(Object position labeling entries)
★ ★ ★ ★

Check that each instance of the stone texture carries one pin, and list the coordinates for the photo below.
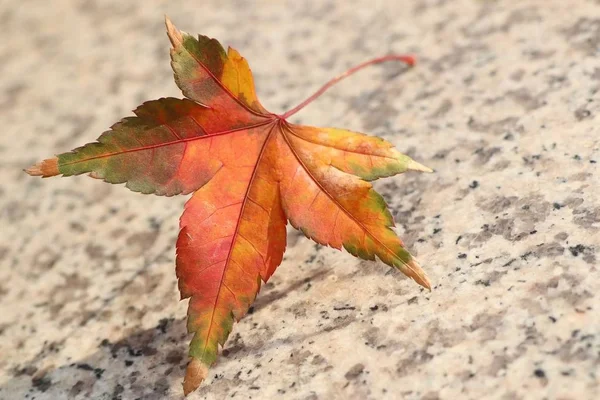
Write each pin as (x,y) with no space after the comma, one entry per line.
(503,104)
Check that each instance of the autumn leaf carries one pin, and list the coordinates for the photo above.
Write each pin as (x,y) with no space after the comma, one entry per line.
(250,171)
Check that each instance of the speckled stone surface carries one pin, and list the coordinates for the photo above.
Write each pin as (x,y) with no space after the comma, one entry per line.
(503,104)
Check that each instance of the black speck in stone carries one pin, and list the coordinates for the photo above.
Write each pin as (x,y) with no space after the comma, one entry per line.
(539,373)
(576,250)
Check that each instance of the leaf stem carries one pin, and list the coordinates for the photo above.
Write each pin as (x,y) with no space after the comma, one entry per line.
(409,60)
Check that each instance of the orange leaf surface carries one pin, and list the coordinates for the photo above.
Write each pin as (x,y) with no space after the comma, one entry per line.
(250,171)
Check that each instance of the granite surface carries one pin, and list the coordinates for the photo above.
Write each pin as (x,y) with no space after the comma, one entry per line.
(503,104)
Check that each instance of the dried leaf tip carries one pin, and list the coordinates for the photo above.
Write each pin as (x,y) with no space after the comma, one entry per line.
(45,168)
(196,372)
(173,33)
(416,272)
(415,166)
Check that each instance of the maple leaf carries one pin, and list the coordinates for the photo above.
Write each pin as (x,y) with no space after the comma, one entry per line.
(250,171)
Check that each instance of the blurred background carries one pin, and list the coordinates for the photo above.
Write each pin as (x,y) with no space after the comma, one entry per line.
(503,104)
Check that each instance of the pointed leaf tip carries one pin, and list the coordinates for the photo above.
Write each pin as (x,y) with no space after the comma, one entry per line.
(173,33)
(196,373)
(415,166)
(45,168)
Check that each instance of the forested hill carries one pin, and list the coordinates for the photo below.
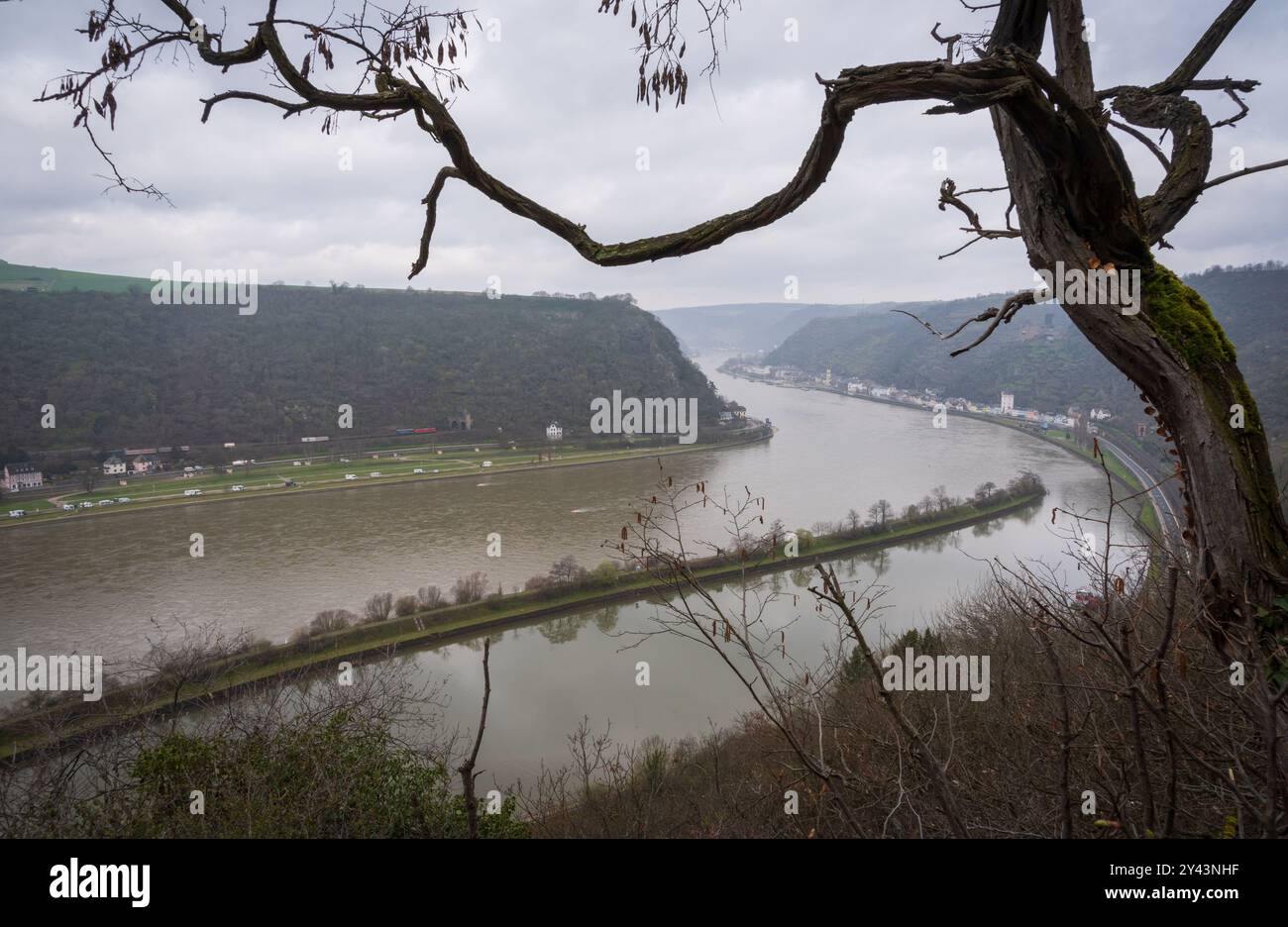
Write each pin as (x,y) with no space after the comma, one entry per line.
(124,372)
(1041,357)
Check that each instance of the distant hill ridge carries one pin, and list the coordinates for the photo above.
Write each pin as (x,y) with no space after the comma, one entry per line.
(1041,357)
(123,372)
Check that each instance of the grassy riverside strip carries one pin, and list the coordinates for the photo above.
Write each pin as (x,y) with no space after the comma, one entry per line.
(73,719)
(503,462)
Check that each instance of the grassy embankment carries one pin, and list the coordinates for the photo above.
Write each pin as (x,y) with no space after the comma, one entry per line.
(269,479)
(224,676)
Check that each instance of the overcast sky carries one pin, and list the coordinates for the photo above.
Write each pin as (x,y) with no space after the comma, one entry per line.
(552,112)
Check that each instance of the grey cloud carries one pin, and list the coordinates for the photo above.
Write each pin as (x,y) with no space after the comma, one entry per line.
(550,111)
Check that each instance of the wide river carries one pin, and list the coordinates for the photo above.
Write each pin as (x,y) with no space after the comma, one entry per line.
(111,584)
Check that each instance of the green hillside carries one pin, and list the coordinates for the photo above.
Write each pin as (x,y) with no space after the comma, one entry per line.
(124,372)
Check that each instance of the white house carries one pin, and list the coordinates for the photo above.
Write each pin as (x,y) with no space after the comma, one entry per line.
(22,476)
(146,464)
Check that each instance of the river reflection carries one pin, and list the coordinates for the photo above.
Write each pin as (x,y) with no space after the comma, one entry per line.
(108,584)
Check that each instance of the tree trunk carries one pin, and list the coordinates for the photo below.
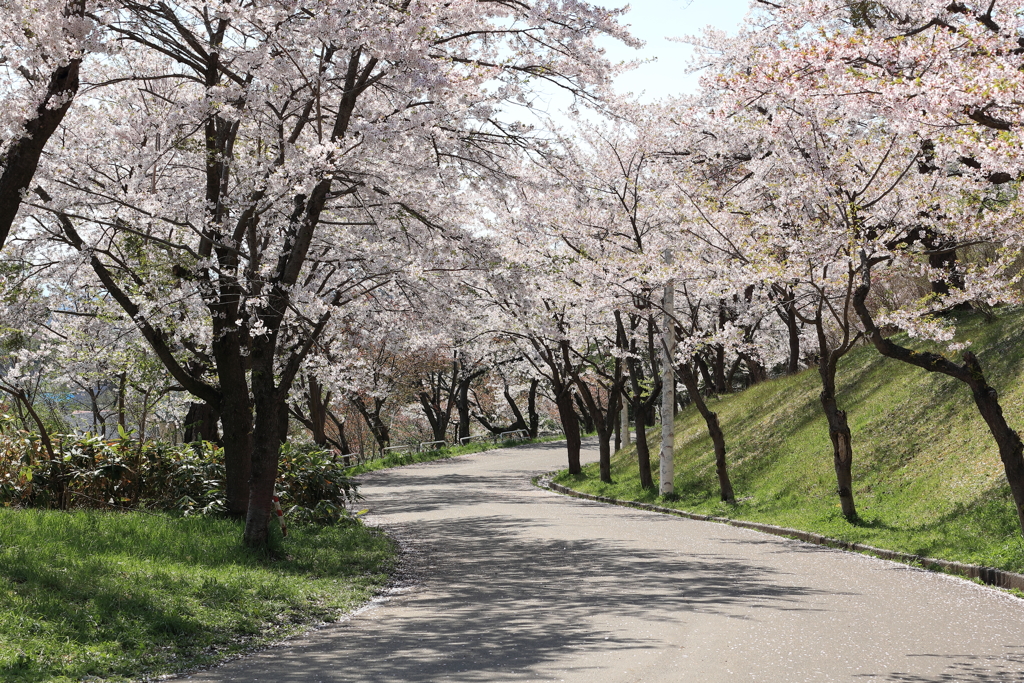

★ ★ ★ ★

> [WHAT YOU SHOULD DO]
Rewrite all of the data above with each occurrence of "pin" swapped for "marker" and every other word unchanged. Omit the pictures from your copy.

> [SOLUTION TO THIS EXERCISE]
Check that each instance of the stone texture carries one marker, and list the coordinates for the photo below.
Write each marker as (x,y) with no space after the comma, one entry per line.
(503,104)
Check that each instance of the autumn leaf carries one marker, and list the coordinates for the photo above.
Write each marker as (x,y) with no space after the comma, one entry per line.
(250,171)
Check that each instance of the speckled stone surface carries one marker, and list the coordinates for the photo above.
Write each marker as (x,y) with no space after the comma, one entry per line.
(503,104)
Check that each instance of the black speck in stone carries one marker, and list the coordinates for the photo above.
Write each marker as (x,y) with no space after the comma, one entry per line.
(539,373)
(576,250)
Check that each instance of the leaf stem carries one marker, and list the coordinates for the photo above.
Write each marker as (x,y) with no space after the comma, one entry per line.
(409,60)
Check that each instance of the orange leaf surface carries one marker, and list the coordinates for the photo above.
Write each marker as (x,y) with no space after the comma, one entry per line.
(250,171)
Check that each instance of the granite surface carries one marker, and list the coordinates for the photo above.
Write each marker as (x,y) with no space after the comma, one entry per line.
(503,104)
Check that each instance of the dried leaf tip carries one marker, and list the coordinates for the photo above.
Write each marker as (x,y) with no space after the comma, one entry per line.
(45,168)
(196,372)
(173,33)
(416,272)
(415,166)
Check that each instance of the maple leaf carries one marker, and list the coordinates for the photo above.
Write each marker as (x,y) with no space after the comma, one entry per line.
(250,171)
Check that each instance of the blurred background carries one marker, and list the coordinates for the photo above.
Write each marker as (x,y) with no space after the comma, one entry per line.
(503,104)
Check that each instance of the pointed leaf tip carries one marker, and list the coordinates for the photo above.
Write each marker as (x,y) with no space after the comma, one entry per line.
(173,33)
(196,373)
(415,166)
(45,168)
Check that each instance of the forested hill carries one marker, and list the coordinates for the photo below.
Write each marker as (x,y) with no space after the comma, one entry per line.
(124,372)
(1041,357)
Check that each instance of the distant hill ridge carries one marker, and list the coordinates for the photo above.
Write each marker as (x,y) with no space after the comma, one entry per line.
(1041,357)
(123,372)
Check that each instance of the grassy riverside strip carries one marker, and list the coordinates for the photo above.
Write each marker as (x,y) with no space after the comma, one entry per line.
(73,719)
(503,462)
Check that each instance of the grassy embankment carries one marker, and list the coordinates for the photo above.
Write each marker as (x,y) with no space after the comma, one entry per line.
(269,479)
(224,676)
Check that each instance of the overcast sky carries one marker, and list the coordinates for the photo above.
Write each marker as (x,y) with no space after the comma, one entry per line.
(552,112)
Check that each instance of the grey cloud carries one marker, and list the coordinates for the photo above.
Write each marker as (x,y) with no space after the comma, one entry per line.
(550,111)
Check that each instance of the wide river carries one marker, and list the coordinates for the photo above.
Write each marker as (x,y) with no space after the comma, one entry per line.
(111,584)
Check that each instance of the green hillside carries one marker, and list the coordinates for the photo above.
Write each marker as (x,y) with no space after the comma, one entry per line.
(124,372)
Check that each instance of the white house carries one marker, and list the coordinates for the photo above.
Write each marker as (x,y) with no space after the comma, one entry per line.
(22,476)
(146,464)
Check that each instance of the river reflection carries one marker, and list the coordinates for the photo above.
Write each marker as (x,y) with no space after the comma, one entry per line.
(108,584)
Check that each instance of the tree trunk carries one marker, and list the coordinates for the photo below.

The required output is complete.